■ **HALAMAN**
────────────────────────────────────────
------
PEDOMAN KARYA
Selasa, 29 September
2015
Mengenal
Kabupaten Bulukumba (1):
Bulukumba
Mendunia Berkat Bira dan Pinisi
Oleh:
Asnawin Aminuddin
Pengantar:
Bulukumba adalah salah
satu kabupaten di Provinsi Sulawesi Selatan. Bulukumba berjarak kurang lebih
150 km dari Kota Makassar (ke arah selatan).
Ada beberapa kelebihan
yang dimiliki kota berjuluk “Butta Panrita Lopi” ini, antara lain lahirnya
seorang pahlawan nasional bernama Andi Sultan Daeng Radja, kawasan adat “desa
hitam” Kajang, kawasan pantai pasir putih Tanjung Bira, makam Dato Tiro (salah
seorang pembawa agama Islam di Sulawesi Selatan), serta pembuatan perahu
tradisional Pinisi.
Guna mengenal lebih
jauh daerah yang juga memakai motto “Bulukumba Berlayar” itu, saya mencoba
menulis artikel bersambung yang dikutip berbagai sumber, serta pengetahuan dan
pengalaman pribadi sebagai anak Indonesia yang lahir dan besar di Bulukumba.
────────────────────────────────────────
■ **MATERI YANG DIBERIKAN**
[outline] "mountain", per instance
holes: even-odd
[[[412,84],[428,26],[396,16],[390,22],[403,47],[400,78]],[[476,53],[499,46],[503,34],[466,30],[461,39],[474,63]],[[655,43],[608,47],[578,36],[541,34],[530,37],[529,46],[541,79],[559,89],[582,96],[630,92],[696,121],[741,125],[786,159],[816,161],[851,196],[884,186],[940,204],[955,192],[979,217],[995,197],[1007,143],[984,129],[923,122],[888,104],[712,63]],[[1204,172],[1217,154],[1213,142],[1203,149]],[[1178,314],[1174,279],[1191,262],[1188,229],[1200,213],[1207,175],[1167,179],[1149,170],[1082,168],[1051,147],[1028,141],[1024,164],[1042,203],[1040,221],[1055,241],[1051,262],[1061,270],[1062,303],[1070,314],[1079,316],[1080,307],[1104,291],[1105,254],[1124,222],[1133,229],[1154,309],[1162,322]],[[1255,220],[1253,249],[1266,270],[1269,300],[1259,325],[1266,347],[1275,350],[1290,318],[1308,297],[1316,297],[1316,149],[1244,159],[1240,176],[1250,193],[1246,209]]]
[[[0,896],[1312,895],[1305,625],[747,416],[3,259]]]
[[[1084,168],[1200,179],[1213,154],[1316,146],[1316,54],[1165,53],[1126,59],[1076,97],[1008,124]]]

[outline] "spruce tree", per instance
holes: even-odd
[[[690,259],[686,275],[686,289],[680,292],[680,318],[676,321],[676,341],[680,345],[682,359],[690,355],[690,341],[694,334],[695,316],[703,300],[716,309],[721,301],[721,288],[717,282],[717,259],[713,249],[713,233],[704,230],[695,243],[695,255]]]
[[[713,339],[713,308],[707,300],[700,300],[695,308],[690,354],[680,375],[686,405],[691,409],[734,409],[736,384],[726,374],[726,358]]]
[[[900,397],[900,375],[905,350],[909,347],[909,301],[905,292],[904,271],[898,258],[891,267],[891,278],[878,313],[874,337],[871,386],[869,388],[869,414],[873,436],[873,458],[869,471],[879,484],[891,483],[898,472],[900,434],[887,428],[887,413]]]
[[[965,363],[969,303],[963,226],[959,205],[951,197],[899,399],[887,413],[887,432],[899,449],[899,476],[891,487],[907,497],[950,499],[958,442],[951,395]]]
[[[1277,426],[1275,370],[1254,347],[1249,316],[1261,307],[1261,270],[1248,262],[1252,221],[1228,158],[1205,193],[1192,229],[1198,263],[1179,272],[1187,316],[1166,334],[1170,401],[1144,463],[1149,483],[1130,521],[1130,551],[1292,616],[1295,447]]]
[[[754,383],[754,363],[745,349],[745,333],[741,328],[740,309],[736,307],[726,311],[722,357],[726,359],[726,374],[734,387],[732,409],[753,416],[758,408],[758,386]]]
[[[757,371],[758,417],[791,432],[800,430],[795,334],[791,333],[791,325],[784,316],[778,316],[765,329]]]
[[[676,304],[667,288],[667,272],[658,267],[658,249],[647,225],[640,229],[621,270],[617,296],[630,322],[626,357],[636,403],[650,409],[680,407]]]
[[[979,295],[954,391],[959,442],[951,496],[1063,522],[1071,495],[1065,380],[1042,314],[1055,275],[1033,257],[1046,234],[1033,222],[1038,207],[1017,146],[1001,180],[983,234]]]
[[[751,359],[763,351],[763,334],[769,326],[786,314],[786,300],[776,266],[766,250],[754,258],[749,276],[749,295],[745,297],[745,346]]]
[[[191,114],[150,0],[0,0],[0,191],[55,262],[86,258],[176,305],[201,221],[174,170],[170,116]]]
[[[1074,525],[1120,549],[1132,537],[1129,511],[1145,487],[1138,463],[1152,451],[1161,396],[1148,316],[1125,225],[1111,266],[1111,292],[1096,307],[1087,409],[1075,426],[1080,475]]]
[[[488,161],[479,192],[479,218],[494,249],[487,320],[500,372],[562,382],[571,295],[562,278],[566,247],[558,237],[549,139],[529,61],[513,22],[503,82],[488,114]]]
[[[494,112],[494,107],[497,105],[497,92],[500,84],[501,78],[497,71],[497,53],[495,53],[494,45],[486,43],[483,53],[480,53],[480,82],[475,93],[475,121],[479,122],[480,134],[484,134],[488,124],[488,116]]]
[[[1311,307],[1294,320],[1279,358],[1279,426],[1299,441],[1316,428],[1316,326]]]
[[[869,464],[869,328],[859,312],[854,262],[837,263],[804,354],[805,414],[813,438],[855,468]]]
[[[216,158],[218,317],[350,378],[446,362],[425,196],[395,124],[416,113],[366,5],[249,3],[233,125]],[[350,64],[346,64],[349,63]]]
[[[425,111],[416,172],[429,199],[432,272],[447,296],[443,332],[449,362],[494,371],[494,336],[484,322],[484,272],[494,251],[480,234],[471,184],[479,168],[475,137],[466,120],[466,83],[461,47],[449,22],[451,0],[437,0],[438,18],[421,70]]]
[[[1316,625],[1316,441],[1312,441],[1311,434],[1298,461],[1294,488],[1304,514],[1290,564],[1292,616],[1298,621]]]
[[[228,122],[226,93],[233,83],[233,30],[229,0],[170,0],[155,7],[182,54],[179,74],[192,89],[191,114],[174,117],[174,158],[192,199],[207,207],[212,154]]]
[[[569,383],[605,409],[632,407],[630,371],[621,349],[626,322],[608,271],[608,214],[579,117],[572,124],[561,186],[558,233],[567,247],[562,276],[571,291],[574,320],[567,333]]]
────────────────────────────────────────
■ **TUGAS YANG DIKERJAKAN**
[A] Menurut halaman di atas, berapa jarak Bulukumba dari Kota Makassar?
[B] Salin seluruh teks halaman di atas mulai dari "Ada beberapa kelebihan" hingga "besar di Bulukumba." tanpa mengubah apa pun.

■ **KUNCI JAWABAN**
[A] Kurang lebih 150 km ke arah selatan.

[B]
Ada beberapa kelebihan
yang dimiliki kota berjuluk “Butta Panrita Lopi” ini, antara lain lahirnya
seorang pahlawan nasional bernama Andi Sultan Daeng Radja, kawasan adat “desa
hitam” Kajang, kawasan pantai pasir putih Tanjung Bira, makam Dato Tiro (salah
seorang pembawa agama Islam di Sulawesi Selatan), serta pembuatan perahu
tradisional Pinisi.
Guna mengenal lebih
jauh daerah yang juga memakai motto “Bulukumba Berlayar” itu, saya mencoba
menulis artikel bersambung yang dikutip berbagai sumber, serta pengetahuan dan
pengalaman pribadi sebagai anak Indonesia yang lahir dan besar di Bulukumba.